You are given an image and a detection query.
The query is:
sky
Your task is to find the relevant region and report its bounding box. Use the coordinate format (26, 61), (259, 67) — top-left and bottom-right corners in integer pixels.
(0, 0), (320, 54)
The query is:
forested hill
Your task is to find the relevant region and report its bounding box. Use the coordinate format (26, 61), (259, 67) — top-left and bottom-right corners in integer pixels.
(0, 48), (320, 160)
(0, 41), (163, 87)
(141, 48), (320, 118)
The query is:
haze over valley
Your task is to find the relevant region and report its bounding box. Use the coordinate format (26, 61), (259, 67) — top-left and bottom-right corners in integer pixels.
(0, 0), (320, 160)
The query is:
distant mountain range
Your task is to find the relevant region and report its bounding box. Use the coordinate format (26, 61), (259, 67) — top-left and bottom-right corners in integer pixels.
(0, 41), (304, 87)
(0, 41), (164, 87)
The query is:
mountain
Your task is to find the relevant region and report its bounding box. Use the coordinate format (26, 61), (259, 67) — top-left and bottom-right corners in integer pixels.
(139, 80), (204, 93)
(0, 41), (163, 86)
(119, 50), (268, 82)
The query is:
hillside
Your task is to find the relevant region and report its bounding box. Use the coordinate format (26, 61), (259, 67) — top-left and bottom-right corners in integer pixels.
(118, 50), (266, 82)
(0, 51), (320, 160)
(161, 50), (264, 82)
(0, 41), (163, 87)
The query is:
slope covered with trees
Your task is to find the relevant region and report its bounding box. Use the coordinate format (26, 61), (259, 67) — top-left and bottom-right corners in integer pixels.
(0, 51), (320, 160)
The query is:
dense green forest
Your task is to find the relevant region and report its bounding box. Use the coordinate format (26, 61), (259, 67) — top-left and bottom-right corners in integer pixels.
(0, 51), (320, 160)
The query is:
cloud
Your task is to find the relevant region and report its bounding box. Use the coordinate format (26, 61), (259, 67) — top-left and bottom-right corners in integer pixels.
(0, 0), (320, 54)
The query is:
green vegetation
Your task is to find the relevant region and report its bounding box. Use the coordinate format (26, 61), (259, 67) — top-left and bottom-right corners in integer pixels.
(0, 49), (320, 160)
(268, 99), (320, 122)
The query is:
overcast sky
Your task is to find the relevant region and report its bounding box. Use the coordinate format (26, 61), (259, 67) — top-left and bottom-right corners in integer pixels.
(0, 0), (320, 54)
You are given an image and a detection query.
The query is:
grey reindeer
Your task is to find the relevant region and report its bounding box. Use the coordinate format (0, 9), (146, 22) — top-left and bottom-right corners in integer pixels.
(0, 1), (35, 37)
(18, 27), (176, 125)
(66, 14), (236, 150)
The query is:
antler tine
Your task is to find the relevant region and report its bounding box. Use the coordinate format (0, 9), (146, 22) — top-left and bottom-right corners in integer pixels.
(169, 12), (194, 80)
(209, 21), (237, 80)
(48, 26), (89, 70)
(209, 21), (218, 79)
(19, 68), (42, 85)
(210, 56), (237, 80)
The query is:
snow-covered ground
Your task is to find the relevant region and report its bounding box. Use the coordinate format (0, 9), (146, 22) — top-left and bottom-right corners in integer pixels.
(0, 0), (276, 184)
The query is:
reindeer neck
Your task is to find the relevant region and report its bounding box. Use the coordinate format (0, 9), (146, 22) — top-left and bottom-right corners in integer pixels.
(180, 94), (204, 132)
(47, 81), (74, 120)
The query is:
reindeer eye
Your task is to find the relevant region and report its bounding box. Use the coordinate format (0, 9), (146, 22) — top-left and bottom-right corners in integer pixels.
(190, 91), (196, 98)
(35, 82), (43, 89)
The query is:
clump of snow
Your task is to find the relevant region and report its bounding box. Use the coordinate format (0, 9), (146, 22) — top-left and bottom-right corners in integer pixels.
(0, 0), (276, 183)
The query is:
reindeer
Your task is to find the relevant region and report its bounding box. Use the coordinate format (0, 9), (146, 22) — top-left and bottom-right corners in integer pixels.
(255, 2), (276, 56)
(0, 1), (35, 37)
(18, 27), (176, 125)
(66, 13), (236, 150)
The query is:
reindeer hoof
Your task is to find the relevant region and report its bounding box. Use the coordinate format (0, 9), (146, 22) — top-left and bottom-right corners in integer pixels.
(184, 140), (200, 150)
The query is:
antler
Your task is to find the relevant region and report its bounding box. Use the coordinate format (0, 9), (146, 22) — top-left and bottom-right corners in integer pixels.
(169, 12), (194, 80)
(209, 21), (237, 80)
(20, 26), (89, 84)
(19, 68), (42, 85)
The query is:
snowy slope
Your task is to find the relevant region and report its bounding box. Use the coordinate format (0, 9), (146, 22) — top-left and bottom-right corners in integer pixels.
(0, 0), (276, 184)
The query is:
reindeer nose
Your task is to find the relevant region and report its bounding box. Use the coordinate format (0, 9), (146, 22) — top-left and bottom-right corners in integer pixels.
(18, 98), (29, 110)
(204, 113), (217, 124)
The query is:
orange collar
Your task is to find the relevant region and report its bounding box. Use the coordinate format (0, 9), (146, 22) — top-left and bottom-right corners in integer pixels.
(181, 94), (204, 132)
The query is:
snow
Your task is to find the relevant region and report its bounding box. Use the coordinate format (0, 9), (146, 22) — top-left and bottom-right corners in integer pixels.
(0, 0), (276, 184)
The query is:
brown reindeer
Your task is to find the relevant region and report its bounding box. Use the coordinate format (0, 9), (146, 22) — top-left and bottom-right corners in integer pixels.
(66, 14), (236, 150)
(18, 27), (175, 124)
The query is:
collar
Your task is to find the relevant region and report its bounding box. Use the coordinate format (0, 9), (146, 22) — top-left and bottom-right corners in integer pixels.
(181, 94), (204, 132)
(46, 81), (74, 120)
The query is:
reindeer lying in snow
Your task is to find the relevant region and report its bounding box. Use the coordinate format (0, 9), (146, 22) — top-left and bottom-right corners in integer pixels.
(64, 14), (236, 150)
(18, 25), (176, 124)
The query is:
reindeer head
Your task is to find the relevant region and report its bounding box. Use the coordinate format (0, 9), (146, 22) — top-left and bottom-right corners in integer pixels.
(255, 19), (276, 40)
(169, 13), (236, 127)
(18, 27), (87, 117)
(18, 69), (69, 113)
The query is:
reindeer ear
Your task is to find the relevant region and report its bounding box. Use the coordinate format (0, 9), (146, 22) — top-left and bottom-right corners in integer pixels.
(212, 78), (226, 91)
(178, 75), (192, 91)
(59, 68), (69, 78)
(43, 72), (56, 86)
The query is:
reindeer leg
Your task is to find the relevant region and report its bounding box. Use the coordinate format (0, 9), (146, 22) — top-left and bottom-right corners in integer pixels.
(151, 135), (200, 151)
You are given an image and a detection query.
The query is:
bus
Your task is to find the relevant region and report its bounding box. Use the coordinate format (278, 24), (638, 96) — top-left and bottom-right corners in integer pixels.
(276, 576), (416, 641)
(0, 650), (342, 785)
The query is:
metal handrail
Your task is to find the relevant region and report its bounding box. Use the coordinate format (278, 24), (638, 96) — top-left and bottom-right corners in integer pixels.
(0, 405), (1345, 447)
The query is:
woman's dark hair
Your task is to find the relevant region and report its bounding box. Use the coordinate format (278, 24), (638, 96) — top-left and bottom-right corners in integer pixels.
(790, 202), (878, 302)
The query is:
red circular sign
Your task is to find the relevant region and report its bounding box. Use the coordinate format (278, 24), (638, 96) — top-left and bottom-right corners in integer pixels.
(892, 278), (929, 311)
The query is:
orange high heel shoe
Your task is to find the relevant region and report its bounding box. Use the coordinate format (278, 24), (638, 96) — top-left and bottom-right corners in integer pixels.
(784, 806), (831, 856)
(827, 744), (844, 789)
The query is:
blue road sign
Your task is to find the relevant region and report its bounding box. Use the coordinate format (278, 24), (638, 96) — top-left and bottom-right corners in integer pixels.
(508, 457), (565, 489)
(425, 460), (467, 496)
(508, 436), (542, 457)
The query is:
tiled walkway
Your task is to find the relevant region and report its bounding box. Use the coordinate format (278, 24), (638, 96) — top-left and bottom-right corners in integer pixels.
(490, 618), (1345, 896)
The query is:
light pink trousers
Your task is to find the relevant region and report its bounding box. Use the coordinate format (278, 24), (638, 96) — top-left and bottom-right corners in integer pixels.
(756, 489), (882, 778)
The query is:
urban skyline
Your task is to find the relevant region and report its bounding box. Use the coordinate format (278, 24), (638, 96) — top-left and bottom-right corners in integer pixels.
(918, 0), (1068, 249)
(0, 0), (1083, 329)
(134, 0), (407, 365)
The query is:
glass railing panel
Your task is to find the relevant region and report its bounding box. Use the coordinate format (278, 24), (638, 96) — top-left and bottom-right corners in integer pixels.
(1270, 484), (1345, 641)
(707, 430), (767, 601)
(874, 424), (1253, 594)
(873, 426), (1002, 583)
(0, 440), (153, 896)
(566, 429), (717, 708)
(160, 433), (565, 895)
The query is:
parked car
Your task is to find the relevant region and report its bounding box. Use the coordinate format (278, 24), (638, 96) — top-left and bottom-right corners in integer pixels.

_Prompt_
Extract every line in the entries above that contains the word "slope".

_Full solution_
slope covered with trees
snowy slope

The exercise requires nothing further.